**Directions for this task**. The expected result is an exact copy of the lines from the one holding "In the picture above, where can the orange truck" to the last line of the material, with pictures removed and nothing added.

**Data supplied**.
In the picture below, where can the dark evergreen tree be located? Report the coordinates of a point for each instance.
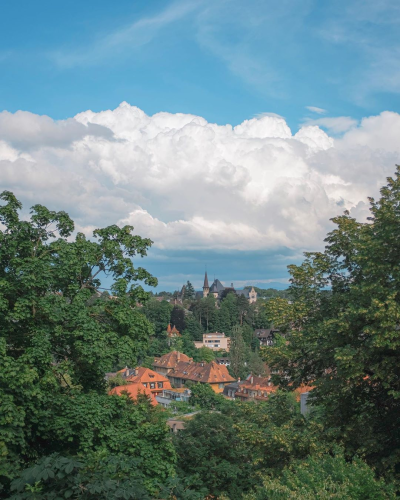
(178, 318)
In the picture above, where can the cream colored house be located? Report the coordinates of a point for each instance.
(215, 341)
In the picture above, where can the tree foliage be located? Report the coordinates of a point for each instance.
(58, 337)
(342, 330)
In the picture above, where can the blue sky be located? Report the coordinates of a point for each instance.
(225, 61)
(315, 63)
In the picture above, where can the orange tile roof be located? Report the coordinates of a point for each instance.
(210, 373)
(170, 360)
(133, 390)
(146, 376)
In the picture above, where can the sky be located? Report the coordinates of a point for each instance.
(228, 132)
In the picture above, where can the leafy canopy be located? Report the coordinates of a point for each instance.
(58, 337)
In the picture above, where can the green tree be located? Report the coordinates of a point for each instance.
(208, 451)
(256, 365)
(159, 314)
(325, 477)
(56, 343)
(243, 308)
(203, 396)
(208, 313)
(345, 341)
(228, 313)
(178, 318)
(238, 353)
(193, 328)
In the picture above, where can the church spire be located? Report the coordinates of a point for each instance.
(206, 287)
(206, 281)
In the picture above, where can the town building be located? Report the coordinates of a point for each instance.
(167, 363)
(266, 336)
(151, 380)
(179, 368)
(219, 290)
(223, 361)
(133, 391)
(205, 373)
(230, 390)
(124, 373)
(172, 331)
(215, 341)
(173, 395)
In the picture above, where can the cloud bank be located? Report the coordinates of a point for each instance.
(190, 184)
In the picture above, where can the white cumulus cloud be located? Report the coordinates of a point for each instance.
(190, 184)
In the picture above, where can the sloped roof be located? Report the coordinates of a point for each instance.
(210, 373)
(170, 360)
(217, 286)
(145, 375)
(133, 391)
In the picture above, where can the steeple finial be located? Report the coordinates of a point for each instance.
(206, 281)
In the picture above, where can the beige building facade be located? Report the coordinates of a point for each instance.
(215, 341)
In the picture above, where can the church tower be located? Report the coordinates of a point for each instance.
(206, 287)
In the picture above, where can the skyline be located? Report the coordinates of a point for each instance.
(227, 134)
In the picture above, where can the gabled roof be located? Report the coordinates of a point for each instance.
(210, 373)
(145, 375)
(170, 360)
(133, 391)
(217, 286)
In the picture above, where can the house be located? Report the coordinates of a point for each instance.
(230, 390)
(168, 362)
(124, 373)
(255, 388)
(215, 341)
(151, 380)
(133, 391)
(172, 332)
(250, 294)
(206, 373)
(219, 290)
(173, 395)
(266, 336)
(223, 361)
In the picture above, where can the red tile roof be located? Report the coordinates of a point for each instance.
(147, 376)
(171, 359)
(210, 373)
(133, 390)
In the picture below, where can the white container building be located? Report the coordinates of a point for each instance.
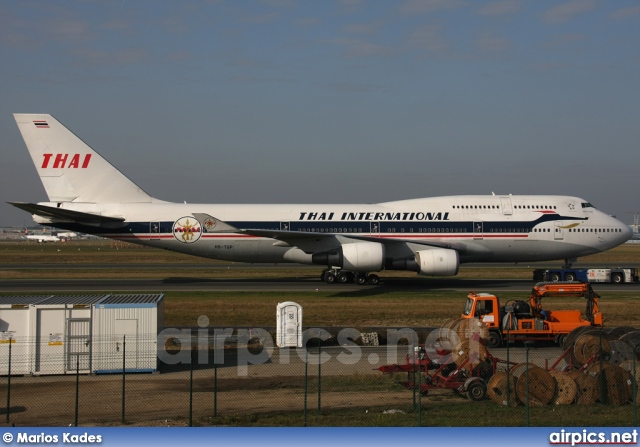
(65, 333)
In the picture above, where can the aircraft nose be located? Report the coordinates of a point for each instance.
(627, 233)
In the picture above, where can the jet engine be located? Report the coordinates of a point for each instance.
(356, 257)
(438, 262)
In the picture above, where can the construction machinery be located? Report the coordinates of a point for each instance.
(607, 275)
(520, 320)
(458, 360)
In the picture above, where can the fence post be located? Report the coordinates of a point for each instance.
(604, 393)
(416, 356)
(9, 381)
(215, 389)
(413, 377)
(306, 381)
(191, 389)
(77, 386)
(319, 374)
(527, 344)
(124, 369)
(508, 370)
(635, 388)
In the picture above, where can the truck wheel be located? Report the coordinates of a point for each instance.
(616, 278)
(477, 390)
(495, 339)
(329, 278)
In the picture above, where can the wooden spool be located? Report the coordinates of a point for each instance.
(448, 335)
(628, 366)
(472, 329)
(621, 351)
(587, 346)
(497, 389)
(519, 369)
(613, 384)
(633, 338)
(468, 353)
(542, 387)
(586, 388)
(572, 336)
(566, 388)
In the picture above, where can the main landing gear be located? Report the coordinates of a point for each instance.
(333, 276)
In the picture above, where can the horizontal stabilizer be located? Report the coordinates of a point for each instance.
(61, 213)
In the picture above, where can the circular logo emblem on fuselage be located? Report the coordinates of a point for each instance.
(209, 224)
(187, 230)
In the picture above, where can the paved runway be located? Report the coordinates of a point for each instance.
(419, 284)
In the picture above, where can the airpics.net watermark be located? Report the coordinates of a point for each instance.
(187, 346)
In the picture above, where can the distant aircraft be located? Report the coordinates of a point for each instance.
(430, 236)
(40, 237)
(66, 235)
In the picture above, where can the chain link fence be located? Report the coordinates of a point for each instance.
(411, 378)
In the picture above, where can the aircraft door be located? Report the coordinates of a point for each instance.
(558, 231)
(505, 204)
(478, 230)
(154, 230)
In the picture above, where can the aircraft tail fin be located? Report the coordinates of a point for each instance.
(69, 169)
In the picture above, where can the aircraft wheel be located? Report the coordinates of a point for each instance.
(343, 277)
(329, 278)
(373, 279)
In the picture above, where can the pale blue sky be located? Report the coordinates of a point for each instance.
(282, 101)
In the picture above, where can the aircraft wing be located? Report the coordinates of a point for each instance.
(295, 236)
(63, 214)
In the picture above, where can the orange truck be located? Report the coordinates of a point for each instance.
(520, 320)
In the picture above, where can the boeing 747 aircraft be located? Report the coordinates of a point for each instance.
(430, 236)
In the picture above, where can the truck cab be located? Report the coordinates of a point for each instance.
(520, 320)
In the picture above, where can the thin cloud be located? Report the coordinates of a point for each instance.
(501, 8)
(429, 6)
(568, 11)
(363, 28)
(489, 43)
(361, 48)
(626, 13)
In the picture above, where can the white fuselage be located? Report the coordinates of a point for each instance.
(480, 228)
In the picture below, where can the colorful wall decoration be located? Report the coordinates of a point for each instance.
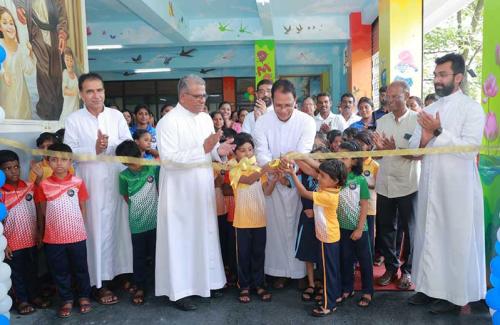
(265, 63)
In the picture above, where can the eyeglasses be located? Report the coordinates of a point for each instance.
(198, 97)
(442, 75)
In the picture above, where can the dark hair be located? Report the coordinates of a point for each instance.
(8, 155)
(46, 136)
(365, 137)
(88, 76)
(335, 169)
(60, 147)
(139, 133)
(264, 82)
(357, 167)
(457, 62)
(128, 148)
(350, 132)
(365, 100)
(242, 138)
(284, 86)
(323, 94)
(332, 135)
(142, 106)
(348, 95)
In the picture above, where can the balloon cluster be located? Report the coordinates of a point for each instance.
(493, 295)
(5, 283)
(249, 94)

**Task output**.
In the picture above, where can the orange truck be located? Report the coordinates of a point for each instance.
(520, 320)
In the picture above, where can the boeing 747 aircraft be located? Report the coordinates of a point for each instance.
(430, 236)
In the picture above, where can the truck cab be located? Report the coordinates of a point for each instance.
(520, 320)
In the picture above, where can the thin cloud be located? Report the coordinates of a point for each instance.
(501, 8)
(429, 6)
(568, 11)
(363, 28)
(489, 43)
(361, 48)
(626, 13)
In the picture above, where can the white fuselage be located? Report the coordinates of a point for each instance.
(480, 228)
In the picture below, where can the colorful wall decoration be located? Report the coordinates of a point for each instance.
(265, 63)
In the picture above, where can the eyeglasses be located? Report the coordinates of a point for each instance.
(198, 97)
(442, 75)
In the picture above, where can the dark hair be located? Report the coordinates of a point for each instance.
(8, 155)
(46, 136)
(365, 137)
(88, 76)
(335, 169)
(60, 147)
(139, 133)
(264, 82)
(357, 167)
(457, 62)
(128, 148)
(350, 132)
(365, 100)
(242, 138)
(284, 86)
(323, 94)
(332, 135)
(142, 106)
(348, 95)
In the picture above, where can the balloon cluster be located? Report the coordinates of a point for each instance.
(493, 295)
(5, 283)
(249, 94)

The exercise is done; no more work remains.